Excerpt
———

Imagine having the skills to depict optical illusions of simple objects, from an enlarged microscopic organism to a scratched patch of leather, all with paint alone. In her eponymous show currently on view at the Art Institute of Chicago, Tomma Abts accomplishes this by using crisp outlines and shades resembling wallpaper color swatches on thirty distinct 19.8 x 15 inch canvases. The three-dimensionality of these paintings engulfs the viewer with subtle visual tricks.
Neatly fencing the room, Abts’ paintings are placed at the same height and distance. In the vastness of the Modern Wing galleries, so often filled with immense sculptures, large-format photography, and endless installations, her relatively small canvases demand attention with their uniformity. It is this consistency that makes you want to pull out your phone to take a picture, only to be awed at how the simple display intensifies what’s happening in each work. Abts’ pieces first appear minuscule despite their bold colors. Like a row of pushpins would on a large, empty cork board, they stand out against the starkness of the gallery walls. But viewed from the middle of the room, Abts’ shading and highlights become clear, showing dimension in every shape and line such that each canvas feels like a portal to another world.

———

Work item A
Decide whether each statement agrees with the text on the Tomma Abts show. Answer yes or no, and quote the deciding words of the text for each. (i) The show is made up of thirty canvases, each 19.8 x 15 inches. (ii) The paintings hang at varying heights around the room. (iii) Abts' shading and highlights become clear when the works are viewed from the middle of the room.
Work item B
Rewrite everything in the text on the Tomma Abts show from "Imagine having the" down to "subtle visual tricks.", changing "optical illusions" to "visual puzzles".

Data records
———

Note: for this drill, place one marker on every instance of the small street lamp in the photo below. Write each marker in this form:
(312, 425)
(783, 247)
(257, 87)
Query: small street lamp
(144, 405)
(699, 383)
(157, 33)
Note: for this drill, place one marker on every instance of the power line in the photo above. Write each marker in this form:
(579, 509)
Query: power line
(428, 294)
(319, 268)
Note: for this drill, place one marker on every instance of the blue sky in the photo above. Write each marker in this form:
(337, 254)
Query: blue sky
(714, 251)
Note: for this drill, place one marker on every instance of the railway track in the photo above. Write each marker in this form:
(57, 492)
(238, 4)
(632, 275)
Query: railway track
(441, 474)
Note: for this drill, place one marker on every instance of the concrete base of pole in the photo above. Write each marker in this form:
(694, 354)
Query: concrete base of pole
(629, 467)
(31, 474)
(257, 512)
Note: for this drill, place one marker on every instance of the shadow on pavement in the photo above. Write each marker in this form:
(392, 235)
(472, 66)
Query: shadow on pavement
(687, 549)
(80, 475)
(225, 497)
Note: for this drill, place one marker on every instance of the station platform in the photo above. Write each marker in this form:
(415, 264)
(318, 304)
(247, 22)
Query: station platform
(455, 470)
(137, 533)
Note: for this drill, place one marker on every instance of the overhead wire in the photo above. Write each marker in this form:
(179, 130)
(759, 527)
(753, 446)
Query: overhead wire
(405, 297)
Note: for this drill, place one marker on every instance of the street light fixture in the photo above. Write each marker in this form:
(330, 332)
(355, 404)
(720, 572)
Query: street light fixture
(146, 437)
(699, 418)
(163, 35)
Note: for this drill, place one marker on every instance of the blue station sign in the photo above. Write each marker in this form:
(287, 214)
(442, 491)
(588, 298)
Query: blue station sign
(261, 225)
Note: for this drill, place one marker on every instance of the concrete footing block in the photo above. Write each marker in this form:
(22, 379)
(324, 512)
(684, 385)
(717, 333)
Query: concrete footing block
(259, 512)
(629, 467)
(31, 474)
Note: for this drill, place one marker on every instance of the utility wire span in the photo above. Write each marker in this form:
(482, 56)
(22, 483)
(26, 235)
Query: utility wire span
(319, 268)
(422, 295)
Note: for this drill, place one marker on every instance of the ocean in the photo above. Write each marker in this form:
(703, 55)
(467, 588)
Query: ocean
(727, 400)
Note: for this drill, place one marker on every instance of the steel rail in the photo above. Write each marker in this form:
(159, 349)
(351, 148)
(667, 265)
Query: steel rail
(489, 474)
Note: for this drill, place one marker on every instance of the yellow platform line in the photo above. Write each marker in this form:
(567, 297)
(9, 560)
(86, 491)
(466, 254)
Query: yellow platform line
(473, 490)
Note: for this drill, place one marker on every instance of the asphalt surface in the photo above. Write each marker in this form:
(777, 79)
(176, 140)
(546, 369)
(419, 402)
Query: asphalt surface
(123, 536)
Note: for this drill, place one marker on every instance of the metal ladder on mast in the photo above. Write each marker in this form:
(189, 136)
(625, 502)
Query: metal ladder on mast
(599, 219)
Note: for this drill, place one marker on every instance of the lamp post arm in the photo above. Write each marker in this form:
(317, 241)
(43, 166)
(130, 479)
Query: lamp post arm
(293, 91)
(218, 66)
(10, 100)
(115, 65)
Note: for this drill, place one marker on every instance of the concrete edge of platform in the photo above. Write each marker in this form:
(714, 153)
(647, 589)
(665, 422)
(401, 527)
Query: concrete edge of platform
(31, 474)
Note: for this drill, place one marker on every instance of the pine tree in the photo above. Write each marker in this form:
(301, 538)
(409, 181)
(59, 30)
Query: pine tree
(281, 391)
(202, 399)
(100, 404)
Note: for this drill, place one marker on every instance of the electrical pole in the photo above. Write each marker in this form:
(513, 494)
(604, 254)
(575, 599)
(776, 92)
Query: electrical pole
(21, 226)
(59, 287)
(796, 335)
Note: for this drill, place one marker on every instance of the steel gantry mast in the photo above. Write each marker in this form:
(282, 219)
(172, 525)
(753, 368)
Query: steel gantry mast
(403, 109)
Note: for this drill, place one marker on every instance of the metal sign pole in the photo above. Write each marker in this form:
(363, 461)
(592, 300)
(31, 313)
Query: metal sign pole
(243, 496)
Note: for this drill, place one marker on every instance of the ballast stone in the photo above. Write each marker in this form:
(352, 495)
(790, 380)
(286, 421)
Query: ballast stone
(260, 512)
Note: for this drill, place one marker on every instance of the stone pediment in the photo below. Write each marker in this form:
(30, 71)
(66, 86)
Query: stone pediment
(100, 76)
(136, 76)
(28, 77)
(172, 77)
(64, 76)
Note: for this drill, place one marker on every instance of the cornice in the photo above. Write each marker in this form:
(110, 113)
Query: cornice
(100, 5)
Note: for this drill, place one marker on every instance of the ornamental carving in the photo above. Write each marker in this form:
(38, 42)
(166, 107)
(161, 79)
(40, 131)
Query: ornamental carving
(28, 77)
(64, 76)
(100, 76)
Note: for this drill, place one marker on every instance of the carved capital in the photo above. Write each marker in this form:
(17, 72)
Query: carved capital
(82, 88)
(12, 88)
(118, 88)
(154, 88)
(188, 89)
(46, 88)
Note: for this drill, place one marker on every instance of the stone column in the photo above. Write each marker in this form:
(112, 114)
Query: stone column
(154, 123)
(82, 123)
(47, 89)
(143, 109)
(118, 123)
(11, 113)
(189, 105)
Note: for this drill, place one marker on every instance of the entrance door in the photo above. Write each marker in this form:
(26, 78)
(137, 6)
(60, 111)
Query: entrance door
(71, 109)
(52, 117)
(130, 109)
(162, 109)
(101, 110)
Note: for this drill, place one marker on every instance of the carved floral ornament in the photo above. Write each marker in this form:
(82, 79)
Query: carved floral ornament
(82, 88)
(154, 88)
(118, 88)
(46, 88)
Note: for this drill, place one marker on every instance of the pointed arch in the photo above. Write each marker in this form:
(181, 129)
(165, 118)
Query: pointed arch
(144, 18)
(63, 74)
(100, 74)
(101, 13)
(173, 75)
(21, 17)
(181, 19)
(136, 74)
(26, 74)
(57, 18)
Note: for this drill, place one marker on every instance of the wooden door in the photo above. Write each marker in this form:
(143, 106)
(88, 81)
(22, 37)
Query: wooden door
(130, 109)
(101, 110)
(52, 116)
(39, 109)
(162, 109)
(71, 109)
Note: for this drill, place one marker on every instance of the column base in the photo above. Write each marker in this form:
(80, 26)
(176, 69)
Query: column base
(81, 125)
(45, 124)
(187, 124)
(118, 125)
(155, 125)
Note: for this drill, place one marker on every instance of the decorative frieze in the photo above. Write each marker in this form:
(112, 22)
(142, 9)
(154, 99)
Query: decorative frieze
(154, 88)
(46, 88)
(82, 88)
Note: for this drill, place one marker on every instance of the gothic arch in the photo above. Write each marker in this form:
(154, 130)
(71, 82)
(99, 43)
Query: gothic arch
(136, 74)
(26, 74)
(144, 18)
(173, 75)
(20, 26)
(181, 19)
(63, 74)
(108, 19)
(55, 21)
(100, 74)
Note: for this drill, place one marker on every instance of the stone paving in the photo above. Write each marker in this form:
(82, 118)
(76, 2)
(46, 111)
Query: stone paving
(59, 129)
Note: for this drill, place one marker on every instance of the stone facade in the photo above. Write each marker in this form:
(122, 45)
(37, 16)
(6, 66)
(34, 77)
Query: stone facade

———

Exercise solution A
(i) Yes: "on thirty distinct 19.8 x 15 inch canvases"
(ii) No: "Abts’ paintings are placed at the same height and distance"
(iii) Yes: "But viewed from the middle of the room, Abts’ shading and highlights become clear"

Exercise solution B
Imagine having the skills to depict visual puzzles of simple objects, from an enlarged microscopic organism to a scratched patch of leather, all with paint alone. In her eponymous show currently on view at the Art Institute of Chicago, Tomma Abts accomplishes this by using crisp outlines and shades resembling wallpaper color swatches on thirty distinct 19.8 x 15 inch canvases. The three-dimensionality of these paintings engulfs the viewer with subtle visual tricks.